Location labeling data:
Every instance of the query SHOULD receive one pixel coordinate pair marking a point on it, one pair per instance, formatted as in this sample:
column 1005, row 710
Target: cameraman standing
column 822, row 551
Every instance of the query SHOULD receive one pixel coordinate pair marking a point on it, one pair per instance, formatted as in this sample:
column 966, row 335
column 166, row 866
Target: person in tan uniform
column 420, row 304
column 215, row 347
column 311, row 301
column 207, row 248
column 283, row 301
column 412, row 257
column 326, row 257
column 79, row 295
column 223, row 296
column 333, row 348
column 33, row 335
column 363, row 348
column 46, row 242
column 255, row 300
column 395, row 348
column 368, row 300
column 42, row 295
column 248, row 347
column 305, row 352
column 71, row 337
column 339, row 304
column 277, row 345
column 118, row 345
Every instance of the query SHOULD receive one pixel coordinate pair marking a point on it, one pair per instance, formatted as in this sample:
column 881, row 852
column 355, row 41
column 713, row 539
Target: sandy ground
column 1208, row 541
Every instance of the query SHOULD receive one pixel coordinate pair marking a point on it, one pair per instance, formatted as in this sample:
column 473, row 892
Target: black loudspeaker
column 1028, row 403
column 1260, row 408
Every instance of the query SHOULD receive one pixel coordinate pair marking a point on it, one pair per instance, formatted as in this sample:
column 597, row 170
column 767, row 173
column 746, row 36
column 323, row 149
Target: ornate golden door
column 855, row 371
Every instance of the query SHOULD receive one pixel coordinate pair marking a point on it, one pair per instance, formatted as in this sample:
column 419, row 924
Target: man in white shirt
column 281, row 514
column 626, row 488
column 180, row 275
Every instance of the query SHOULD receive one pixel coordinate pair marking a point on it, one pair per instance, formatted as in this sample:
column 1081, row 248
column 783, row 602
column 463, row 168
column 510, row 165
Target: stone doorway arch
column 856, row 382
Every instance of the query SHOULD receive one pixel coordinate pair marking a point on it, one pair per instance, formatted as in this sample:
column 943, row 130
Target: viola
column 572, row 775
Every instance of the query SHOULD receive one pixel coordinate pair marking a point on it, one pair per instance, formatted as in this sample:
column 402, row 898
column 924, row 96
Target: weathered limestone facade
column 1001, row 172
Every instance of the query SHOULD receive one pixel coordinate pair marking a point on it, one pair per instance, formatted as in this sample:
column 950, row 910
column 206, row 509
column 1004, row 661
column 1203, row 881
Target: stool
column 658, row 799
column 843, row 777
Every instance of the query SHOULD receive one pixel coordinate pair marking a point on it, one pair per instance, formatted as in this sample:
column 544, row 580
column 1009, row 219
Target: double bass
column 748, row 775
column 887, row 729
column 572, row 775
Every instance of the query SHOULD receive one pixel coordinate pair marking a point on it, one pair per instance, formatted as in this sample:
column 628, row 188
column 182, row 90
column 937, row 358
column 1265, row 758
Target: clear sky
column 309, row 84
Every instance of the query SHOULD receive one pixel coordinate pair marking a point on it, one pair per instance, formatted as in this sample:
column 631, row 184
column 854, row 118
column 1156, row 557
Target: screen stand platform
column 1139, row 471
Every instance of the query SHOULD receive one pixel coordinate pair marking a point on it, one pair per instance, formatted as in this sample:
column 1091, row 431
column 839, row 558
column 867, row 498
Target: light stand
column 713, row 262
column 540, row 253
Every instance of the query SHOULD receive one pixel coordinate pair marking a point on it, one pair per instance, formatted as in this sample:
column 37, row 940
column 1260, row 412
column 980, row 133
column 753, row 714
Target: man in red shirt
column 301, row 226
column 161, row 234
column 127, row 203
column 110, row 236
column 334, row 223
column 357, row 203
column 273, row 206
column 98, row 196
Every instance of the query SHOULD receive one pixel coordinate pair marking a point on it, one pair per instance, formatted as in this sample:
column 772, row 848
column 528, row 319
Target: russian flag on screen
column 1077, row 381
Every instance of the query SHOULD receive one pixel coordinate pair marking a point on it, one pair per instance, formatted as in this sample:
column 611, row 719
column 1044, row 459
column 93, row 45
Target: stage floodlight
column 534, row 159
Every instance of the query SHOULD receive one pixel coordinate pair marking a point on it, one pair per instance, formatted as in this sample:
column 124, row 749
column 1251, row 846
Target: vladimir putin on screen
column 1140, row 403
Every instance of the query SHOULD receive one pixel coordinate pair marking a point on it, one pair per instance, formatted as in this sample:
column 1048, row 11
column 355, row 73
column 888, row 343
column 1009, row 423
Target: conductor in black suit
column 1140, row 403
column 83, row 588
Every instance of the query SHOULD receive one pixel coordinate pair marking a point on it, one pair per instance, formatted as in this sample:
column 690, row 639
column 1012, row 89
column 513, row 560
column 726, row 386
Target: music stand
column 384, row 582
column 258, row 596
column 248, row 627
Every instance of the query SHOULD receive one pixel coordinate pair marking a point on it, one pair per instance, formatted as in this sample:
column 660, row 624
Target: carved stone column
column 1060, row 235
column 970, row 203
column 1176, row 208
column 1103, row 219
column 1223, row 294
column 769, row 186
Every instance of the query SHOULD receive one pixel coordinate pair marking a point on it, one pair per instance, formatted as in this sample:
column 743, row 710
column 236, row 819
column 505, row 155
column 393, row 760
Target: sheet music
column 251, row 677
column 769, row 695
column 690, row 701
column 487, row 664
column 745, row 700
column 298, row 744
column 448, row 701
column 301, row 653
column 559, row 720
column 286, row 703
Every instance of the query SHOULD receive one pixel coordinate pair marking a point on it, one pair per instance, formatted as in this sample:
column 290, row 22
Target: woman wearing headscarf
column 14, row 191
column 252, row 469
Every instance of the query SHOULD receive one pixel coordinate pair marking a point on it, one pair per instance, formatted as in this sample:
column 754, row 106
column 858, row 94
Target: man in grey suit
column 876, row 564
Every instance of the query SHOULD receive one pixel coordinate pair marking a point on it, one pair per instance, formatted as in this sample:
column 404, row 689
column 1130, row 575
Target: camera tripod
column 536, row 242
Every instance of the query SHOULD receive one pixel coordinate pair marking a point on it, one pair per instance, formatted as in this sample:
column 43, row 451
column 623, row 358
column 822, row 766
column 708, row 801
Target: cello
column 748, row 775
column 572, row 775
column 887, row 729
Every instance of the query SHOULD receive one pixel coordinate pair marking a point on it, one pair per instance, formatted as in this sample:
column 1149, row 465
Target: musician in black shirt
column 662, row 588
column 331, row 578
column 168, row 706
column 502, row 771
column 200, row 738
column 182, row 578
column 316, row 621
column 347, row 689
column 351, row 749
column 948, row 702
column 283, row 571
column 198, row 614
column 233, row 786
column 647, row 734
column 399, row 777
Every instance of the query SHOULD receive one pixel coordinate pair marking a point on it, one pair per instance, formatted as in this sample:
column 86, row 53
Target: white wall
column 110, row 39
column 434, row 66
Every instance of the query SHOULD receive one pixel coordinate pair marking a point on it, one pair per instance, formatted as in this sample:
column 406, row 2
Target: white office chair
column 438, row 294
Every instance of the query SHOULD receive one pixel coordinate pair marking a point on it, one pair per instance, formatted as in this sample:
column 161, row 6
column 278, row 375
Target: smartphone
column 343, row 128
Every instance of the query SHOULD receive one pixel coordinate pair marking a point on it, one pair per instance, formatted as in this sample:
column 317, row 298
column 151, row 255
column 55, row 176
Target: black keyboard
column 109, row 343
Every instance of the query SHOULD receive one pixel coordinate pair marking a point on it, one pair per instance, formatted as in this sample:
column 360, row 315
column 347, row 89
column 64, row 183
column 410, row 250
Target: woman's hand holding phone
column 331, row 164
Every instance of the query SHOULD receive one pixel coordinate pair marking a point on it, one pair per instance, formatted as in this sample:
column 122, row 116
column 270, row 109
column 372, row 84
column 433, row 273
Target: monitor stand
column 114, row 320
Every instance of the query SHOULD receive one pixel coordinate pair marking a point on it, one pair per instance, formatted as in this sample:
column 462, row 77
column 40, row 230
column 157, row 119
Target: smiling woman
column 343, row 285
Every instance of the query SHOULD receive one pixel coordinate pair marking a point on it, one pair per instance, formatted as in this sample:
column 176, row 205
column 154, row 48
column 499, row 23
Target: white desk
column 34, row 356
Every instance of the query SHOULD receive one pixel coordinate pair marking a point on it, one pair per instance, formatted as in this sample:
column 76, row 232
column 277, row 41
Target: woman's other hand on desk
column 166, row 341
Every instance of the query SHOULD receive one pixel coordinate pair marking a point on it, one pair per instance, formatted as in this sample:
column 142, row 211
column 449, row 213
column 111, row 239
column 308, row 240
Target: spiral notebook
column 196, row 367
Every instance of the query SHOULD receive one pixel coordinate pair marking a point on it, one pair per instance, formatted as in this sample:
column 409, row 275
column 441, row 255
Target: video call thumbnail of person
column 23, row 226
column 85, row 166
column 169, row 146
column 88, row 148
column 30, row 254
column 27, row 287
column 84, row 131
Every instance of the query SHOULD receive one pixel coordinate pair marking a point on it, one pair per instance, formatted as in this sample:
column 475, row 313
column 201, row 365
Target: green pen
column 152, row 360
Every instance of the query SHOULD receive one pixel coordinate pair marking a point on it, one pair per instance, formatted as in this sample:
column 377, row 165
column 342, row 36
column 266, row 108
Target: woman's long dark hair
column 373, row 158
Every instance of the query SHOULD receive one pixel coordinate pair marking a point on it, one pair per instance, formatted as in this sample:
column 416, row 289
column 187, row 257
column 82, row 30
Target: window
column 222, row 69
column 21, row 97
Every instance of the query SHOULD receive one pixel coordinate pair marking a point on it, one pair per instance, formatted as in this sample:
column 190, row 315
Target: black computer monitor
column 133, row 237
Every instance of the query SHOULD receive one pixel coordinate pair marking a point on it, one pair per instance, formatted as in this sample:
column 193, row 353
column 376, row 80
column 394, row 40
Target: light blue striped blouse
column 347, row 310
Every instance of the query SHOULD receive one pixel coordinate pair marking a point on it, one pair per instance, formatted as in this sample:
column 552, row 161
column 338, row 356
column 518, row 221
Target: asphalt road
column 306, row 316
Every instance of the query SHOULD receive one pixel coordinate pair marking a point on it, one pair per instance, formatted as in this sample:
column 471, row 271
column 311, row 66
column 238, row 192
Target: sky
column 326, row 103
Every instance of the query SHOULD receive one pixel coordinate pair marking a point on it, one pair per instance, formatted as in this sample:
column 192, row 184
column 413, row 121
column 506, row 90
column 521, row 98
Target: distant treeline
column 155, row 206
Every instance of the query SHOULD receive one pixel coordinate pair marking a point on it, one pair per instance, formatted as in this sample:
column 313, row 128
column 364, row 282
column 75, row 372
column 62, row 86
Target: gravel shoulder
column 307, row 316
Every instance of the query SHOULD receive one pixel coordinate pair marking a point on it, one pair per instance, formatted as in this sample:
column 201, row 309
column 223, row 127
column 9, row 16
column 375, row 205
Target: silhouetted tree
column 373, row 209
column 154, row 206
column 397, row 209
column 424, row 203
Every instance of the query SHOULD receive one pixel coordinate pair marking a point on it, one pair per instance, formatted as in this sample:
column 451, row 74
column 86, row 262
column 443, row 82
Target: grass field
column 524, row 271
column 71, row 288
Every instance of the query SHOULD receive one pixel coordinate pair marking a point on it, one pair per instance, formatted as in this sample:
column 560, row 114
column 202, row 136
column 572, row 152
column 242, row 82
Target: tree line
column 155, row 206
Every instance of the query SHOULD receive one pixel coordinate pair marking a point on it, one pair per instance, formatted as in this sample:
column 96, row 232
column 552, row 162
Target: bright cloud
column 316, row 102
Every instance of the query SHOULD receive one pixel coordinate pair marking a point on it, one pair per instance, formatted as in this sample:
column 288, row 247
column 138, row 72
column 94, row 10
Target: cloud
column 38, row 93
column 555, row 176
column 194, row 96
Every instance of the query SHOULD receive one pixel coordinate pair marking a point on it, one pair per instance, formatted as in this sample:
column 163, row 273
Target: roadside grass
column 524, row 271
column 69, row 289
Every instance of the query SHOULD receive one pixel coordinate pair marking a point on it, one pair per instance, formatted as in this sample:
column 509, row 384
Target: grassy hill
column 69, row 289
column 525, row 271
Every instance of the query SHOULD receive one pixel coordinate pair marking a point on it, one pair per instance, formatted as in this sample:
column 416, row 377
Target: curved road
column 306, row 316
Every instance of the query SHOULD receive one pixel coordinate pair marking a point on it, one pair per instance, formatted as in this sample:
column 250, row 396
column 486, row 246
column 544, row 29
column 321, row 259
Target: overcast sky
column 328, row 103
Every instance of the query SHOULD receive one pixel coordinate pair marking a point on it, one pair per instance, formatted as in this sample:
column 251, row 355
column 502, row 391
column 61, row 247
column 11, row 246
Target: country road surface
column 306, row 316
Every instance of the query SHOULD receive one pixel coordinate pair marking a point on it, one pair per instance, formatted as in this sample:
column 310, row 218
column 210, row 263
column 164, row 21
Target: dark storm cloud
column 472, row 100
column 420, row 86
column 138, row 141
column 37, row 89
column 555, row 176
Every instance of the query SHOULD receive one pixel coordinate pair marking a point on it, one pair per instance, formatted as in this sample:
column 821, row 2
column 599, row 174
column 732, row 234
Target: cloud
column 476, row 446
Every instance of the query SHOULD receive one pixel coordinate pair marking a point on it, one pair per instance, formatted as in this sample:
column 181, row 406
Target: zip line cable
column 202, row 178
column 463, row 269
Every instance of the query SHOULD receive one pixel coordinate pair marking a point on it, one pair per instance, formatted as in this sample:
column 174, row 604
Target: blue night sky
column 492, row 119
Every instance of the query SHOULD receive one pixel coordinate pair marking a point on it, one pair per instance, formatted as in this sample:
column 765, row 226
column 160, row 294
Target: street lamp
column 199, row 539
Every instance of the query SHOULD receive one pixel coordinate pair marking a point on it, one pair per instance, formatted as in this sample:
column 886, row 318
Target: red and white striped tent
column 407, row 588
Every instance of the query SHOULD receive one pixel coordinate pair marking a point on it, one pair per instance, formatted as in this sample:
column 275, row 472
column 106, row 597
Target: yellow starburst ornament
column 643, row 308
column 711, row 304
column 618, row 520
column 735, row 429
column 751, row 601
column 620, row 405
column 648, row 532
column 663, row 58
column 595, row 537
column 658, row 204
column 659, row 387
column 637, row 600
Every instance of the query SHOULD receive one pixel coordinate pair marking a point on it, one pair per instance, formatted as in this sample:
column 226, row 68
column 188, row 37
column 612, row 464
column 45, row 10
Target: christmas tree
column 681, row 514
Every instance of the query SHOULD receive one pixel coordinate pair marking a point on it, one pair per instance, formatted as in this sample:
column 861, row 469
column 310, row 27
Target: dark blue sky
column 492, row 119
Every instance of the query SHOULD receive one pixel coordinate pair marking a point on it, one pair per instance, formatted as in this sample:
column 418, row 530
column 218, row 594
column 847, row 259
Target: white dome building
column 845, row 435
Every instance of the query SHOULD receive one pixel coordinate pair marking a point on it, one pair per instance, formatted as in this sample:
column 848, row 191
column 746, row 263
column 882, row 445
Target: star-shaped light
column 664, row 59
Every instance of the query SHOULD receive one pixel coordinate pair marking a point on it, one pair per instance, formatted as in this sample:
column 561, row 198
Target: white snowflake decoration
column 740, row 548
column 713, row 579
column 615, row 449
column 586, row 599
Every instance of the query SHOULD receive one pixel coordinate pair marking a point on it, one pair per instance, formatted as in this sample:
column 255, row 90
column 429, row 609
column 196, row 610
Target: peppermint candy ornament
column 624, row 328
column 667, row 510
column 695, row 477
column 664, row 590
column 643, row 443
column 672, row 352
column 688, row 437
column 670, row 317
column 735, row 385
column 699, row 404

- _TASK TO CARRY OUT_
Update the portion of the data that runs from its beginning through the line containing "column 822, row 551", replacing "cameraman standing" with "cameraman kneeling" and leaving everything else unchanged. Reproduce only that portion.

- _THE ANSWER_
Every instance of the query SHOULD receive one pixel coordinate pair marking a point on it, one pair per instance, formatted as in this sample:
column 1005, row 710
Target: cameraman kneeling
column 822, row 551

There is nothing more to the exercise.